■ Tâche assignée 1
Dans le passage sur le délire olfactif, quel mot un être désagréable employa-t-il pour qualifier celui qui raconte ?
■ Tâche assignée 2
Reprenez le passage sur le délire olfactif à la suite de sa dernière phrase.

■ Passage proposé

*-*-*

Je ne peux plus me sentir…
J'ai longtemps pensé que c'était les autres qui ne pouvaient pas me sentir. Il est vrai qu'ils avaient bien des motifs de m'avoir ainsi dans le nez, moi qui me faisais un malin plaisir à remuer les remugles et la fange, à mettre en lumière des choses qui feraient mieux d'être cachées. Me croyant repoussé, j'avais fini par me persuader que je n'étais pas en odeur de sainteté par ma seule attitude désinvolte.
Puis un jour, un être désagréable me qualifia de putride. Cela me mit la puce à l'oreille, il devait y avoir anguille sous roche pour expliquer justement ces effluves nauséeux qui me tourmentaient dans le secret de mon corps. Ces odeurs envahissaient ma gorge et mes narines sans que quinconce puisse les partager.
Je me voyais alors atteint d'un délire olfactif, une forme assez particulière d'un dérèglement sensoriel qui se voulait en adéquation avec ce sentiment de déplaire que j'évoquais plus haut. C'était désormais votre serviteur qui ne pouvait plus se sentir, le progrès était considérable. Que faire dans pareil cas ?
Se plaindre d'une telle impression sensitive n'est pas aisé. Rapidement, on vous regarde d'un air suspicieux. Que ne va-t-il pas encore inventer pour faire parler de lui ? Un délire olfactif, la belle galéjade que voilà. C'est son esprit qui bat la breloque et son nez n'a rien à voir avec cette plaisanterie. Je dus un long moment serrer les dents et garder pour moi ce phénomène qui me rendait ridicule aux nez des autres.

*-*-*

■ Matériel fourni
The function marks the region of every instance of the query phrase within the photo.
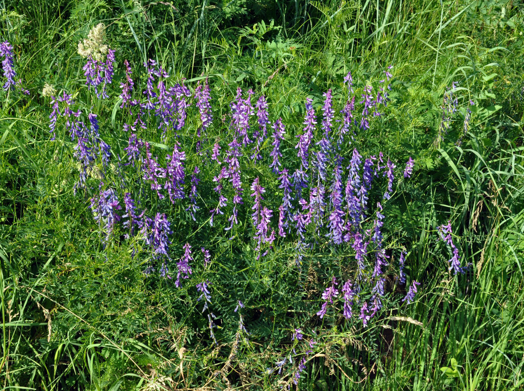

*-*-*

■ Réponse à la tâche 1
Il le qualifia de « putride ».

■ Réponse à la tâche 2
Puis le syndrome allant s'amplifiant, je finis par l'avouer à mon médecin traitant, non sans prendre moult précautions oratoires pour ne pas passer pour un hypocondriaque atrabilaire. Mon humeur noire était en la circonstance odorante, fort envahissante et des plus gênantes. Curieusement, on m'écouta et c'est ainsi qu'à ma grande surprise un symptôme existait et se nommait : Cacosmie. Pour examiner le problème, un scanner des sinus me fut prescrit.
En attendant, comme nombre d'inquiets chroniques, je confiais à la toile une investigation plus poussée pour en savoir plus sur cette odeur évanescente. Les spécialistes évoquaient alors des hypothèses médicales pour justifier ce problème mais aussi des problèmes psychologiques qui pouvaient faire naître un tel délire. Une fois encore, je n'en menais pas large. Je craignais que mon esprit allât me mener par le bout du nez.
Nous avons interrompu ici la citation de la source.